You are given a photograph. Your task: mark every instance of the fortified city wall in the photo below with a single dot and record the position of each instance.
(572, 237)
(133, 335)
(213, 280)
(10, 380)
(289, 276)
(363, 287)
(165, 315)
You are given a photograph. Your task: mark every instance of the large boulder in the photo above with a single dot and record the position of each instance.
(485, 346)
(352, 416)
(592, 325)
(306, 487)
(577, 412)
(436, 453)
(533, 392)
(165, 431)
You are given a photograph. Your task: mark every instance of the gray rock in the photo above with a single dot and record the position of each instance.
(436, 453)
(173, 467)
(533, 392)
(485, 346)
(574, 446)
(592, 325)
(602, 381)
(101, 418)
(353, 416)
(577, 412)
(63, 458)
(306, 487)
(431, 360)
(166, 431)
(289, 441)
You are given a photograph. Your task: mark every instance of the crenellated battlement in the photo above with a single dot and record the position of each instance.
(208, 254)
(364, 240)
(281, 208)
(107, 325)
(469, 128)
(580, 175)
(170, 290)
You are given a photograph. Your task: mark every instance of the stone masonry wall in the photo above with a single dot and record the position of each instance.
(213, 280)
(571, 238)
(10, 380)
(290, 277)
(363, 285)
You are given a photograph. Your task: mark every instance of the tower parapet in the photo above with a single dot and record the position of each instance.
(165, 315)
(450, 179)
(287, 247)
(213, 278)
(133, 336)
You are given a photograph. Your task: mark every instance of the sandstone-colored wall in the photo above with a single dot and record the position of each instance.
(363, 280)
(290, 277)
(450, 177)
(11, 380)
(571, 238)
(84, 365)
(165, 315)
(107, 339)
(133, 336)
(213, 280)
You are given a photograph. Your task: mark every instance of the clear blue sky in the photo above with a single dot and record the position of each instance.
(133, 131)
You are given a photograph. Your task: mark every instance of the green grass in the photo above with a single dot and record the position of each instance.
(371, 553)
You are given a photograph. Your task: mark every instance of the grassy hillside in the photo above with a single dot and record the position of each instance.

TRY IT: A word-for-word copy of the material is required.

OUTPUT FOR THIS TASK:
You are given a photograph. Your task: mark every instance of the fortified city wall in the photo below with a single dot and record the position of each instance.
(572, 237)
(133, 335)
(213, 280)
(10, 380)
(289, 276)
(363, 287)
(165, 315)
You are given a photograph. Your task: mark every instance of the large boulder in the photo above with a single dot and record the position of each instance.
(485, 346)
(352, 416)
(592, 325)
(306, 487)
(577, 412)
(436, 453)
(533, 392)
(165, 431)
You are given a photograph. Your task: mark every instance of the gray rock in the photo above with a single dot and record the position of each instance.
(436, 453)
(173, 467)
(533, 392)
(485, 346)
(574, 446)
(592, 325)
(602, 381)
(101, 418)
(353, 416)
(577, 412)
(63, 458)
(306, 487)
(431, 360)
(166, 431)
(289, 441)
You are given a photograph. Your task: mark every instance of the crenellated battlement in the photo above with a single dot and record the position of each instance.
(208, 254)
(364, 240)
(281, 208)
(107, 325)
(469, 128)
(580, 175)
(170, 290)
You are given a photograph. Your task: mark every instance of the stone masonry wall in the photo above with a single dot and record the position of each instance.
(213, 280)
(571, 238)
(10, 380)
(290, 277)
(363, 285)
You are given a photograph. Your task: mark every instance of the tower parapet in the photo above with a single dot and record the position of each instance.
(165, 315)
(450, 179)
(287, 247)
(213, 278)
(133, 336)
You are given a photograph. Your task: mark every instance of the sandstone-colored wall in the photo above with a single dot and record the position of each instance.
(363, 280)
(290, 277)
(450, 177)
(11, 380)
(571, 238)
(84, 365)
(165, 315)
(107, 339)
(133, 336)
(213, 280)
You are given a photograph. Your task: mark every instance of the clear blue sky in the photo above with a single dot and record the position of each instance.
(133, 131)
You are given a photograph. Your task: mark every instance of the green grass in the photo above with a single dot and record the position of each instance.
(371, 553)
You are given a photograph. Your task: mark every instance of the grassy hillside in the photo above with a single dot and record the position of each instance.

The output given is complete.